*Written exercise*:
Convert only the part of the listing that opens with the line containing "Where can you find the glowing" and runs through the end of the listing into a Markdown table with the columns Number and Listing line, one row per line, omitting blank lines and the pictures.

*Data provided*:
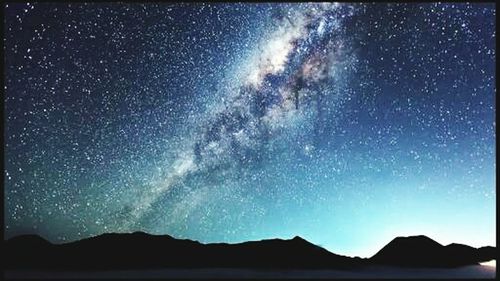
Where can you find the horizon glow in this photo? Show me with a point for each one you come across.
(345, 124)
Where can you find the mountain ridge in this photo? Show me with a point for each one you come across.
(144, 250)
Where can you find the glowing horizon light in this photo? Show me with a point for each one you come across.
(492, 263)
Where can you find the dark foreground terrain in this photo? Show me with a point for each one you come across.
(466, 272)
(141, 255)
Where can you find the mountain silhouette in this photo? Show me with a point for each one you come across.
(422, 251)
(140, 250)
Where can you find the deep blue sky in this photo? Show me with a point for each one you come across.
(345, 124)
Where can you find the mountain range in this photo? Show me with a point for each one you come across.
(140, 250)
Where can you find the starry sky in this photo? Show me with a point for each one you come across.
(346, 124)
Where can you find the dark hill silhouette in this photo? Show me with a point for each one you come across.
(140, 250)
(421, 251)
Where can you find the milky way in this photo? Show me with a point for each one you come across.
(347, 124)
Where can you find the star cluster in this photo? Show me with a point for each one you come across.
(347, 124)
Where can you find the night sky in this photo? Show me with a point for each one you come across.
(346, 124)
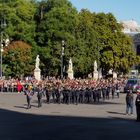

*The result*:
| Number | Listing line |
|---|---|
| 1 | Where can you find the glowing horizon light in this photo? Show me with a point for each one you come across. |
| 2 | (492, 263) |
| 3 | Where can you find the dark foreground terrain in this photo? Show me with a point for each one you come across. |
| 4 | (466, 272) |
| 5 | (141, 255) |
| 6 | Where can you find the mountain silhouette in this photo? Show me with a point for each one you come across. |
| 7 | (422, 251) |
| 8 | (140, 250) |
| 9 | Where can you find the deep blue sky in this photo? Show me with a point for each one you come across. |
| 10 | (345, 124) |
| 11 | Where can you find the mountain range in this photo? Show me with a point for each one you come across. |
| 12 | (140, 250) |
| 13 | Where can you find the starry sky in this photo? Show me with a point for each one you come across. |
| 14 | (346, 124) |
| 15 | Where can you find the dark hill silhouette in this photo? Show me with a point for each one you come across. |
| 16 | (140, 250) |
| 17 | (421, 251) |
| 18 | Where can you find the milky way in this photo? Show me with a point for each one you come across. |
| 19 | (347, 124) |
| 20 | Where can you find the star cluster in this photo? Show me with a point for each one you come across. |
| 21 | (347, 124) |
| 22 | Where can you find the night sky in this photo? Show me with a point for each one you come across. |
| 23 | (346, 124) |